DOCUMENT EXCERPT:
_ _ _ _

Heat loss in cold water
More research has been
conducted on cold exposure in water than in air. Whereas radiation and sweat
evaporation are the primary mechanisms for heat loss in air, convection allows
the greatest heat transfer during immersion in water(convection involves heat
loss to moving liquids or gases). Water has a thermal conductivity about 26
times greater than air. This means that heat loss by convection is 26 times
faster in cold water than in cold air. When all heat-transfer mechanisms are
considered(radiation, conduction, convection, and evaporation), the body
generally loses heat four times faster in water than it does in air of the same
temperature.
Humans generally
maintain a constant internal temperature when they remain inactive in water at
temperatures down to about 32°C(89.6°F). But when the water temperature
decreases further, they may become hypothermic. Because of the large loss of
heat from a body immersed in cold water, prolonged exposure or unusually cold
conditions can lead to extreme hypothermia and death. Individuals immersed in
water at 15°C(59°F) experience a decrease in rectal temperature of about
2.1°C(3.8°F) per hour. In 1995, four U.S. Army rangers died of hypothermia
after exposure to 11°C(52°F) swamp water in Florida , tragically publicizing the fact
that hypothermia can occur when water temperature is well above freezing.

_ _ _ _

EXERCISE SET:
1. Decide whether each statement agrees with the text on heat loss in cold water. Answer yes or no, and quote the words from the text that settle it.
(a) Radiation and sweat evaporation are the main ways the body loses heat in air.
(b) Counting all heat-transfer mechanisms, the body loses heat 26 times faster in water than in air of the same temperature.
(c) Inactive people usually keep a constant internal temperature in water down to about 32°C.
2. Answer these questions from the text on heat loss in cold water.
(a) How many times greater is the thermal conductivity of water than that of air?
(b) By how much does rectal temperature fall each hour in water at 15°C?
(c) What was the temperature of the swamp water in which four U.S. Army rangers died in 1995?
3. Continue the text on heat loss in cold water from its final sentence.
You won't need the lines that follow.

RECORDED DATA:
_ _ _ _

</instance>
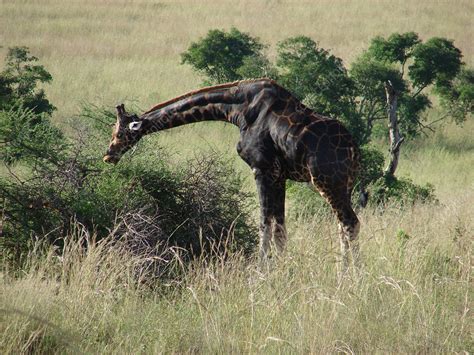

_ _ _ _

RESULTS OF THE TASKS:
1.
(a) Yes: "radiation and sweat evaporation are the primary mechanisms for heat loss in air"
(b) No: "the body generally loses heat four times faster in water than it does in air of the same temperature"
(c) Yes: "maintain a constant internal temperature when they remain inactive in water at temperatures down to about 32°C(89.6°F)"

2.
(a) About 26 times.
(b) About 2.1°C (3.8°F) per hour.
(c) 11°C (52°F).

3.
If the water
temperature were lowered to 4°C(39.2°F), rectal temperature would decrease at a
rate of 3.2°C(5.8°F) per hour. The rate of heat loss is further accelerated if
the cold water is moving around the individual because heat loss by convection
increases. As a result, survival time in cold water under these circumstances
is quite brief. Victims can become weak and lose consciousness within minutes.
If the metabolic rate
is low, as when the person is at rest, then even moderately cool water can
cause hypothermia. But exercise in water increases the metabolic rate and
offsets some of the heat loss. For example, although heat loss increases when
one is swimming at high speeds(because of convection), the swimmer’s
accelerated rate of metabolic heat production more than compensates for the
greater heat transfer. For competition and training, water temperatures between
23.9 and 27.8°C(75-82°F) seem appropriate.